◆ WHAT THE TASK REQUIRES ◆
Pictures do not belong in the copy, so please give every entry below again exactly.

(Pointing dataset excerpts)
_ _ _ _ _ _ _
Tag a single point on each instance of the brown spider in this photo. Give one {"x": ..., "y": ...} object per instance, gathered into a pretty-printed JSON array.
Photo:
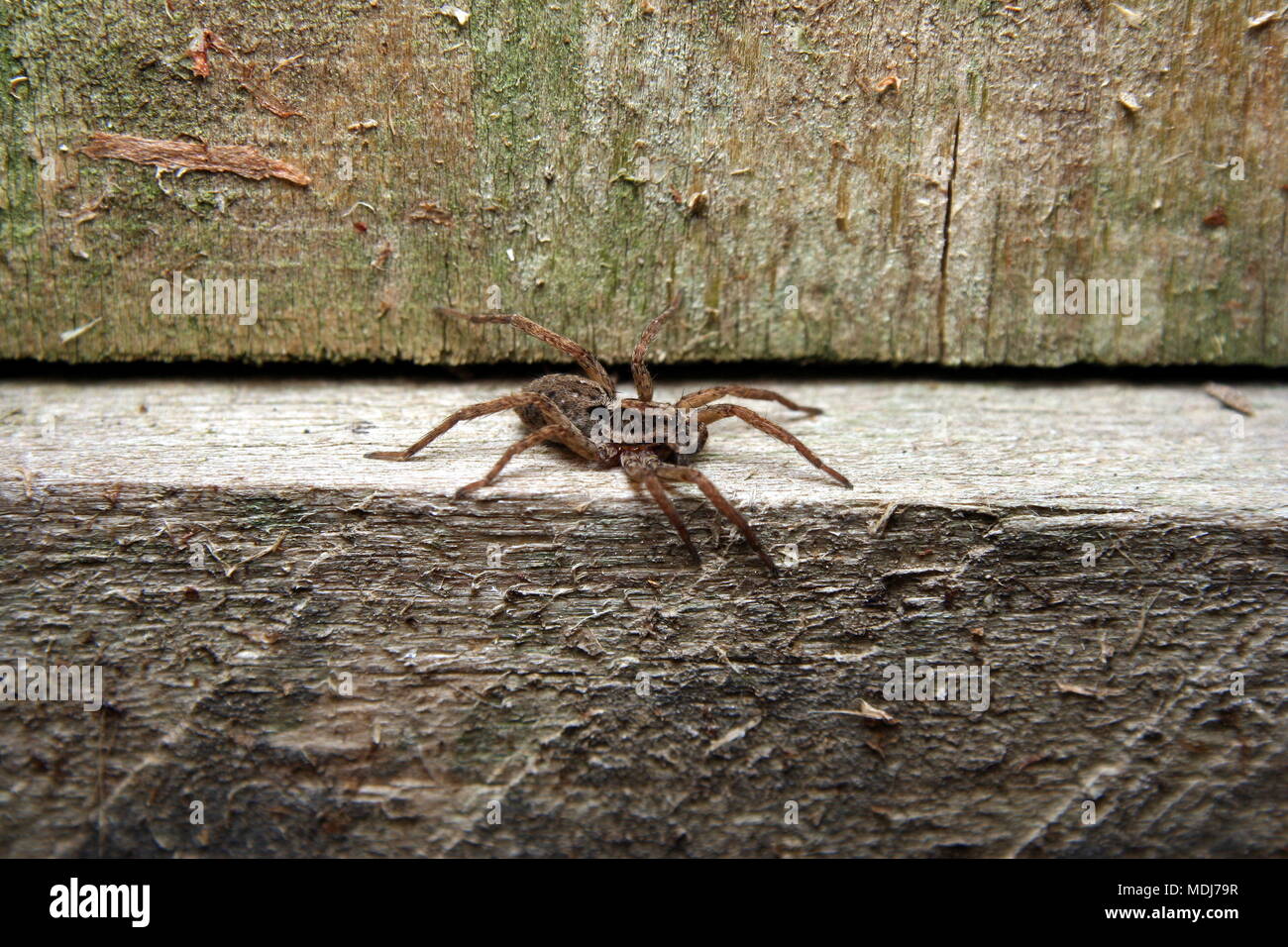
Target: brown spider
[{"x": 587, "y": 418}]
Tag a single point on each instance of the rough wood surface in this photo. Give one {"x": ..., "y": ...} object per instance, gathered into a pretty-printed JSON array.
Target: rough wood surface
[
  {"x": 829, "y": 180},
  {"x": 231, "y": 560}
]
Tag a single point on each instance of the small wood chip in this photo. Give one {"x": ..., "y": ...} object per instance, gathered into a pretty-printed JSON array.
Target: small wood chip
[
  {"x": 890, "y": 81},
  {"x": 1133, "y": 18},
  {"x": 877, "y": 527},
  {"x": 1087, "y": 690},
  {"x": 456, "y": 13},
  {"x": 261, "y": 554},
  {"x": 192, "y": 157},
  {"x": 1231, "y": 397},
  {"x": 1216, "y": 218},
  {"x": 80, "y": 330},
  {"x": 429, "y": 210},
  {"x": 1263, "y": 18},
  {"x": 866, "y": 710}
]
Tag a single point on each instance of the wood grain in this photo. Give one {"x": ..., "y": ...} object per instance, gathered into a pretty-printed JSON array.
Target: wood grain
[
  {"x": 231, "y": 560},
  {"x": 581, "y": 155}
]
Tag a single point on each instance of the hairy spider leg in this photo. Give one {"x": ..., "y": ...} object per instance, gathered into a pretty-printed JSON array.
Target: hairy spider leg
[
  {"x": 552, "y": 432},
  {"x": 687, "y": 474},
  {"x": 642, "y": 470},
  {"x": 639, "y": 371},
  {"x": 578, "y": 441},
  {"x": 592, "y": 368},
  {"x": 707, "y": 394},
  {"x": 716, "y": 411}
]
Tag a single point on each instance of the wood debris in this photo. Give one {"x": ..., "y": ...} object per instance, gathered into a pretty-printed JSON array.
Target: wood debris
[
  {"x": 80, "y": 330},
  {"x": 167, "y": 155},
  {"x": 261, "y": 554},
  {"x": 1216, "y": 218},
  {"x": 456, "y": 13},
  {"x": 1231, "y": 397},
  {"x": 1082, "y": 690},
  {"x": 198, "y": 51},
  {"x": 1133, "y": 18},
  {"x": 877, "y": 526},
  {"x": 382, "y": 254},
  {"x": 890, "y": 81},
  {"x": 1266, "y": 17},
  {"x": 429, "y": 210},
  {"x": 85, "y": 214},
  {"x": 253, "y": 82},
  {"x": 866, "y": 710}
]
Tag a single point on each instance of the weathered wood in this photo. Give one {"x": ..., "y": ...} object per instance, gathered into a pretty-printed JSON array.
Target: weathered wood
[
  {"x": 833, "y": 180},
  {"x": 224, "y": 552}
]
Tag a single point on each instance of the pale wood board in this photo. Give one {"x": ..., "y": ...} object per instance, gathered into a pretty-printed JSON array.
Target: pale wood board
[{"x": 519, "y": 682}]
_ _ _ _ _ _ _
◆ THE SOLUTION ◆
Tag a single point on each instance of the brown spider in this photo. Give one {"x": ..., "y": ...} object per instance, gathered into a pretty-printed JSON array.
Photo:
Target: brown spider
[{"x": 587, "y": 418}]
Tag a single point on each instance of the rough wood surface in this photo. Give one {"x": ..., "y": ...} object per instance, gathered into a pretty-printed JSON array.
Target: rough wood surface
[
  {"x": 829, "y": 180},
  {"x": 231, "y": 560}
]
Tag a single point on each instance of the small wood chip in this photo. Give one {"x": ..., "y": ...} object per instance, gathered into a pretty-printed JSON array.
Target: small wood chip
[
  {"x": 890, "y": 81},
  {"x": 1133, "y": 18},
  {"x": 877, "y": 527},
  {"x": 1087, "y": 690},
  {"x": 456, "y": 13},
  {"x": 261, "y": 554},
  {"x": 192, "y": 157},
  {"x": 1231, "y": 397},
  {"x": 1216, "y": 218},
  {"x": 80, "y": 330},
  {"x": 429, "y": 210},
  {"x": 1263, "y": 18},
  {"x": 866, "y": 710}
]
Tag a single point on each instance of the wood grain in this photo. Give one {"x": ..., "y": ...} object per instance, gathered into a pretty-printed JSON array.
Target: wood grain
[
  {"x": 231, "y": 560},
  {"x": 581, "y": 155}
]
Tag a single point on each instance of the hairy spider leg in this photo. Give one {"x": ..., "y": ...} object per instance, gathered into a pretty-printed JSON array.
Target: hairy spider leg
[
  {"x": 552, "y": 432},
  {"x": 687, "y": 474},
  {"x": 642, "y": 470},
  {"x": 639, "y": 371},
  {"x": 578, "y": 441},
  {"x": 592, "y": 368},
  {"x": 707, "y": 394},
  {"x": 716, "y": 411}
]
Tag a single point on each instance of the wood debris in this photo. Give one {"x": ..., "y": ...} object per instance, gathered into a pretty-printed JSON array.
Target: wood debris
[
  {"x": 80, "y": 330},
  {"x": 167, "y": 155},
  {"x": 261, "y": 554},
  {"x": 1216, "y": 218},
  {"x": 456, "y": 13},
  {"x": 1231, "y": 397},
  {"x": 1082, "y": 690},
  {"x": 198, "y": 51},
  {"x": 1133, "y": 18},
  {"x": 877, "y": 526},
  {"x": 382, "y": 254},
  {"x": 890, "y": 81},
  {"x": 1266, "y": 17},
  {"x": 429, "y": 210},
  {"x": 85, "y": 214},
  {"x": 253, "y": 82},
  {"x": 866, "y": 710}
]
Tag a single point on each instance of the weathered wood in this photo. Give one {"x": ..., "y": ...} object per instance, gathered into a pretty-printed JSON array.
Target: weathered wood
[
  {"x": 833, "y": 180},
  {"x": 224, "y": 552}
]
Tag a single point on each instance of the pale wood board in this photo. Give one {"x": ..., "y": ...} object per instance, gathered into a pretty-printed JSON array.
Target: pale wood board
[{"x": 519, "y": 682}]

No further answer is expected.